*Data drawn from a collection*
▶

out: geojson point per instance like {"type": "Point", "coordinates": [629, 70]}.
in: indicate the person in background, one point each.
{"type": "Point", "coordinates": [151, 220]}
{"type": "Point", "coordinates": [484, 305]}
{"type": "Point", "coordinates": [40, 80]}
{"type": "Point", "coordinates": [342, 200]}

◀

*Challenge*
Give the lines of the records as a JSON list of strings, one string per line, leaving out any blank lines.

*Solution for this exercise*
[
  "out: geojson point per instance like {\"type\": \"Point\", \"coordinates\": [629, 70]}.",
  "in: indicate the person in background, one point each.",
  "{\"type\": \"Point\", \"coordinates\": [151, 220]}",
  "{\"type\": \"Point\", \"coordinates\": [484, 305]}",
  "{\"type\": \"Point\", \"coordinates\": [40, 80]}",
  "{\"type\": \"Point\", \"coordinates\": [342, 200]}"
]